▶ [EXERCISE BRIEF]: Give again only what runs from the line with "Map the grape" to the final line of the entries below, exactly as written and without pictures.

▶ [RECORDS FOR PROCESSING]:
'''
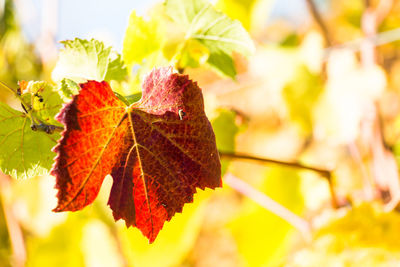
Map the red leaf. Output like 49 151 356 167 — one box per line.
51 67 221 243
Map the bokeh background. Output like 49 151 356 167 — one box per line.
2 0 400 266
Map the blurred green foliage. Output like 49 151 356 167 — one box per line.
229 168 304 267
0 0 42 86
283 65 323 135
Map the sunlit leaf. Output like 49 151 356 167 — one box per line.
216 0 273 32
60 78 80 99
21 81 63 126
51 67 221 242
52 38 127 83
123 11 164 66
0 103 59 178
165 0 255 78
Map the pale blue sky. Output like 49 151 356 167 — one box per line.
19 0 326 51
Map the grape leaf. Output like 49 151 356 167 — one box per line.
123 11 164 66
51 67 221 243
21 81 63 126
216 0 273 33
216 0 258 30
0 103 59 178
52 38 127 83
165 0 255 78
60 78 80 99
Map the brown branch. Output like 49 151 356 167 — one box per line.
219 151 339 208
219 151 331 178
224 173 312 240
305 0 332 46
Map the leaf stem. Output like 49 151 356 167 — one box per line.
224 173 312 240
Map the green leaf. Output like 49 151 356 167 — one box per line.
124 92 142 104
175 39 209 69
216 0 257 30
0 103 59 178
26 215 85 267
123 11 164 66
211 109 240 175
207 49 236 78
60 78 80 98
282 65 323 135
104 53 127 82
286 204 400 266
165 0 255 78
112 91 142 106
229 168 304 267
216 0 273 32
52 38 127 83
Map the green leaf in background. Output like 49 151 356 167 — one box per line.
207 49 236 78
52 38 127 83
229 168 304 267
26 216 85 267
123 11 164 66
216 0 256 30
104 53 128 82
211 109 240 175
0 103 59 178
216 0 273 33
285 204 400 266
175 39 209 69
0 0 17 36
282 65 323 135
165 0 255 78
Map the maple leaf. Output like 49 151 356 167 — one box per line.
51 67 221 243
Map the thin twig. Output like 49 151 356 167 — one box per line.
219 151 331 178
325 27 400 54
224 173 312 241
305 0 332 46
219 151 339 208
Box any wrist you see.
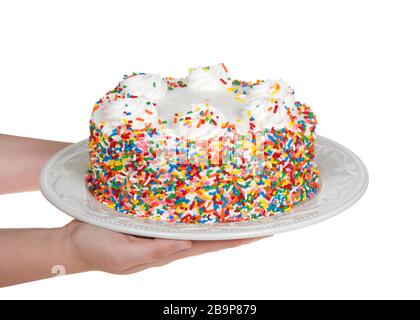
'''
▶ [PROBLEM SOLUTION]:
Map the grape leaf. Output like 49 151 356 167 — one box per line.
123 11 164 66
51 67 221 243
21 81 63 126
216 0 273 33
216 0 258 30
0 103 59 178
52 38 127 83
165 0 255 78
60 78 80 99
Map the brown branch. Output like 49 151 356 167 — one box per line.
219 151 339 208
219 151 331 178
224 173 312 240
305 0 332 46
Map the leaf stem. Output like 49 151 356 167 — one box per line.
224 173 312 240
Map the green leaf. Output like 49 151 356 167 — one box per line.
124 92 142 104
175 39 209 69
216 0 257 30
0 103 59 178
26 215 85 267
123 11 164 66
211 109 240 175
207 49 236 78
60 78 80 98
282 65 323 135
104 53 127 82
286 204 400 266
165 0 255 78
112 91 142 106
229 168 304 267
216 0 273 32
52 38 127 83
Map the green leaf in background. Output like 49 151 356 167 — one box per line.
207 49 236 78
52 38 127 83
229 168 304 267
26 216 85 267
123 11 164 66
216 0 256 30
104 53 128 82
211 109 240 175
0 103 59 178
216 0 273 33
285 204 400 266
175 39 209 69
0 0 17 36
282 65 323 135
165 0 255 78
Map the maple leaf. Output like 49 151 356 167 — one box per line.
51 67 221 243
Map the thin twig. Output like 49 151 356 167 — one box per line.
219 151 331 178
325 27 400 54
224 173 312 241
305 0 332 46
219 151 339 208
Box any wrist you see.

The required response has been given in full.